— MATERIALS PROVIDED —
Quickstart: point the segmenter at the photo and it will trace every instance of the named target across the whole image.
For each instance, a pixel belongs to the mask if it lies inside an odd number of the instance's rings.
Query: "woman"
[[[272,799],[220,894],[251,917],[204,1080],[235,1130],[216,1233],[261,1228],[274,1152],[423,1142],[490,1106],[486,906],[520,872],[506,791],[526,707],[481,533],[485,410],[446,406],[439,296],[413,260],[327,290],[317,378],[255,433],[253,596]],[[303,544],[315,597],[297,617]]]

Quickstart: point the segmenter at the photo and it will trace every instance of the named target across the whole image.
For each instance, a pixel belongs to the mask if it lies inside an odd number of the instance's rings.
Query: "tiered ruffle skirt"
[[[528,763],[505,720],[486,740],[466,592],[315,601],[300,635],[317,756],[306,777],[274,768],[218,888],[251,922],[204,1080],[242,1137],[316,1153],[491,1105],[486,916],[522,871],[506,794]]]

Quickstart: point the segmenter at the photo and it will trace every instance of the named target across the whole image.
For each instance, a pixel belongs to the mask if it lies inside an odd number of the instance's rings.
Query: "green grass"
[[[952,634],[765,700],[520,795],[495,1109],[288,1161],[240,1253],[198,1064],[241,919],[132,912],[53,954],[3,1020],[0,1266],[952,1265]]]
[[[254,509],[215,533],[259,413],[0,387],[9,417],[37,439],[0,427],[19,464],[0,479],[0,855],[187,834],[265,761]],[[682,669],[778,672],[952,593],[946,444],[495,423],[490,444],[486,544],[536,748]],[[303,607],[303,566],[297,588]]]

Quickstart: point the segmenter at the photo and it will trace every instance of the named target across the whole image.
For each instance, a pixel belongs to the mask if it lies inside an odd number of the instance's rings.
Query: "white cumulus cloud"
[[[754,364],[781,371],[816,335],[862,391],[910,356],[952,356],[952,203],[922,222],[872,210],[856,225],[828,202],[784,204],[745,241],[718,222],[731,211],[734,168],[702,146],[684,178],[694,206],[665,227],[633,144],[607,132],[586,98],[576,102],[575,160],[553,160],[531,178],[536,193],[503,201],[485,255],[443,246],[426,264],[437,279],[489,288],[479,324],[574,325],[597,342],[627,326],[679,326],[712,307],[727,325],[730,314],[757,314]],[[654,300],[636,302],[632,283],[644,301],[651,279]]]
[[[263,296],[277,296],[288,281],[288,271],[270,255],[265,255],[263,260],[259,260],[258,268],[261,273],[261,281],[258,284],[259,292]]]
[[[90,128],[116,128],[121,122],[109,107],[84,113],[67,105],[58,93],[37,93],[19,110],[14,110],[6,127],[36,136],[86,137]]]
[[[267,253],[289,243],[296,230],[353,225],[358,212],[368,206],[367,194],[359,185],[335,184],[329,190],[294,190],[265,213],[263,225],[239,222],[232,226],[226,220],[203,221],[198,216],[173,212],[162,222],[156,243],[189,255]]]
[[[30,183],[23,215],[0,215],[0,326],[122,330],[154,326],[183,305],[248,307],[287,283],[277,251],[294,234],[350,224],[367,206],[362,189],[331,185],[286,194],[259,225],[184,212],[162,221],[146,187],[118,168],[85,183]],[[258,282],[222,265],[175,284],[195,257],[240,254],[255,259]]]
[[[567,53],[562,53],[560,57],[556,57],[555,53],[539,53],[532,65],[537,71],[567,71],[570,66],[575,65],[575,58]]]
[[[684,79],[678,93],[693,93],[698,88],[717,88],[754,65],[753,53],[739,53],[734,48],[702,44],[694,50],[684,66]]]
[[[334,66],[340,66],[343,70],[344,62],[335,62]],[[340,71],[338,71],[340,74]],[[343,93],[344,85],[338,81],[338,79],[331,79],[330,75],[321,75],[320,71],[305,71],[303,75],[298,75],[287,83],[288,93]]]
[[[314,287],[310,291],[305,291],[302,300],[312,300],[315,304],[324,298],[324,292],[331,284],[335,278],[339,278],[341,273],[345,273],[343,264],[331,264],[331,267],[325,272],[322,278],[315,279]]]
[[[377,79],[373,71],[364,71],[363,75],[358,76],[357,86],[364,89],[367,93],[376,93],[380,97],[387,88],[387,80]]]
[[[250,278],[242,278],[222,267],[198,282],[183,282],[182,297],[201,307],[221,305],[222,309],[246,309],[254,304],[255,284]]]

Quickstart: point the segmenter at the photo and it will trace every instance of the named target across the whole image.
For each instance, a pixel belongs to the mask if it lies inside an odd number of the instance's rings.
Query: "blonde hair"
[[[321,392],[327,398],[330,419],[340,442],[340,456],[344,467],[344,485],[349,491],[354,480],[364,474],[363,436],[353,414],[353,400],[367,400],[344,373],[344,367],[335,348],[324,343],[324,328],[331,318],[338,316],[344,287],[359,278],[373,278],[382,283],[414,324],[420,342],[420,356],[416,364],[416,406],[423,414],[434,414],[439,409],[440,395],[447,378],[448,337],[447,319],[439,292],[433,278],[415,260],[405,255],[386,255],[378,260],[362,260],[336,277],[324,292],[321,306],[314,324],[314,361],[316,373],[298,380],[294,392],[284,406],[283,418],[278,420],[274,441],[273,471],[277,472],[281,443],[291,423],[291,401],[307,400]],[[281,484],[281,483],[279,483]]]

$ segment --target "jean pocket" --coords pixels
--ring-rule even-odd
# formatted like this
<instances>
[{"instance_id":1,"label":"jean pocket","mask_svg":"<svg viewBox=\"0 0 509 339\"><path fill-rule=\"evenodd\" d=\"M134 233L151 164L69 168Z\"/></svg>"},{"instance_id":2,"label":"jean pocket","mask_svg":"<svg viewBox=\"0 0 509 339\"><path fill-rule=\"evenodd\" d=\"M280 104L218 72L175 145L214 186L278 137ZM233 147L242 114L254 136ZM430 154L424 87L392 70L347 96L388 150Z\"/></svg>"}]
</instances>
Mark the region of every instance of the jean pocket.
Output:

— EXERCISE —
Locate every line in the material above that contains the string "Query" and copy each of those lines.

— ANSWER TO THIS EXERCISE —
Query: "woman"
Query: "tiered ruffle skirt"
Query: "green grass"
Query: "white cumulus cloud"
Query: "blonde hair"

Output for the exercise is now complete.